Written exercise: Rewrite the lines below, changing every "green ribbon" to "blue ribbon" and leaving everything else as it is.
— BEGIN —
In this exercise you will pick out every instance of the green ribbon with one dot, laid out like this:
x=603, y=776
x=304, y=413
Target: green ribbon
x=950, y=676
— END —
Task result:
In this exercise you will pick out every instance of the blue ribbon with one dot, laid out like this:
x=603, y=776
x=304, y=413
Target: blue ribbon
x=950, y=676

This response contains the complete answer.